[Data extracts Boundary: Start]
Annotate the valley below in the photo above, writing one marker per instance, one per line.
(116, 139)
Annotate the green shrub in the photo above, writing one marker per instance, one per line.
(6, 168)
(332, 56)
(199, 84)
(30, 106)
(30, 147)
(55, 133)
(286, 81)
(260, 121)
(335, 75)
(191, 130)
[Data extracts Boundary: End]
** Your task **
The whole listing above must be copied exactly.

** Response area **
Annotate the valley below in the photo above, writing one marker per instance, one per line.
(116, 139)
Annotate the green shrub in the photo above, writing one marker per instance, one per line.
(6, 168)
(332, 56)
(199, 84)
(30, 106)
(30, 147)
(55, 133)
(286, 81)
(260, 121)
(335, 75)
(191, 130)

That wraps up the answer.